Updated

State health officials have reported 13 confirmed cases of measles in central Indiana including two people who traveled to the Super Bowl Village in Indianapolis earlier this month.

The cases includes both children and adults, and all are residents of Hamilton and Boone counties, both near Indianapolis.

The two people with measles who visited the Super Bowl Village -- a collection of football-related attractions outside the stadium -- were together during their February 3 visit, two days before the National Football League championship game, state officials said in a statement Tuesday.

Indiana has notified health officials in New York and Massachusetts regarding the potential exposure because the two teams were the New York Giants and New England Patriots. No additional cases of measles have yet been reported as a result of the exposure, according to the Indiana State Department of Health.

Measles is a highly contagious respiratory disease which in some cases can lead to hearing loss, pneumonia and death. It can also lead to pregnancy complications.

Measles is relatively rare in the United States due to high vaccination rates. But last year saw the highest numbers in the U.S. since 1996, at 222 cases and 17 outbreaks, according to the U.S. Centers for Disease Control. One of the 2011 outbreaks also was in Indiana.

Dr. Jorge Parada, professor of medicine and direction of the infection prevention and control program at Loyola University Medical Center near Chicago, said the reason for the increased cases of measles in the U.S. is reduced rates of vaccination. Three-quarters of the cases last year were transmitted locally, within the United States, rather than being picked up in another country.

Of the 123 U.S. residents who were infected last year, more than 90 percent were not vaccinated or it was not known if they had been vaccinated, Parada said. Two-thirds of people who avoid vaccination cite religious or philosophical reasons.

Parada noted that 500 U.S. residents people a year used to die from measles before vaccinations began in 1963, and more than 1,000 developed chronic disabilities. He said that links between the measles, mumps and rubella or "MMR" vaccine to autism have not been substantiated, and that immunizing for these diseases is a "no-brainer."

"Whatever risks there are (to vaccination) they pale in comparison with the danger of the natural disease," Parada said.

He said high vaccination rates in the United States have been so effective at eliminating measles people no longer remember how bad it can be. Parada worked for a year in Angola -- and got to see the misery of measles first hand.

"Once you see all the problems and complications of the natural disease, the benefit of vaccine becomes so acutely obvious it becomes a no-brainer," Parada said.

• _Information supplied_:

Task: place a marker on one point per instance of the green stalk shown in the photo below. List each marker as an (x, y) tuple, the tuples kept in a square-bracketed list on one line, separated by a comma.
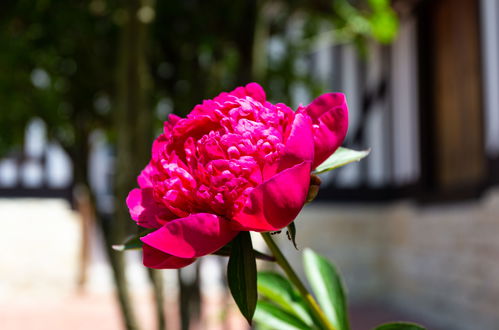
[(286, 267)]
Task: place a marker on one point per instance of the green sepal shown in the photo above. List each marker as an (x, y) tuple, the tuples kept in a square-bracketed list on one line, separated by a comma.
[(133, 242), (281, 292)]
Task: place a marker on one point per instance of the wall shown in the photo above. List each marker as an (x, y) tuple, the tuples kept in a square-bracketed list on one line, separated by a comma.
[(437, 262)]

--

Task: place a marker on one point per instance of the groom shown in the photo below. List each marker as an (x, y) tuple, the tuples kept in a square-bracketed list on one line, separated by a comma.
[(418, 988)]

• _Required tasks_:
[1] Using the measles article, answer these questions:
(a) On what date did the two people with measles visit the Super Bowl Village?
(b) Which two states did Indiana notify about the potential exposure?
(c) According to Parada, in what year did measles vaccinations begin?
[2] Echo the measles article word for word, beginning at the words "Measles is relatively" and stopping after the words "or philosophical reasons.".

• _Solutions below_:
[1]
(a) February 3
(b) New York and Massachusetts
(c) 1963

[2]
Measles is relatively rare in the United States due to high vaccination rates. But last year saw the highest numbers in the U.S. since 1996, at 222 cases and 17 outbreaks, according to the U.S. Centers for Disease Control. One of the 2011 outbreaks also was in Indiana.

Dr. Jorge Parada, professor of medicine and direction of the infection prevention and control program at Loyola University Medical Center near Chicago, said the reason for the increased cases of measles in the U.S. is reduced rates of vaccination. Three-quarters of the cases last year were transmitted locally, within the United States, rather than being picked up in another country.

Of the 123 U.S. residents who were infected last year, more than 90 percent were not vaccinated or it was not known if they had been vaccinated, Parada said. Two-thirds of people who avoid vaccination cite religious or philosophical reasons.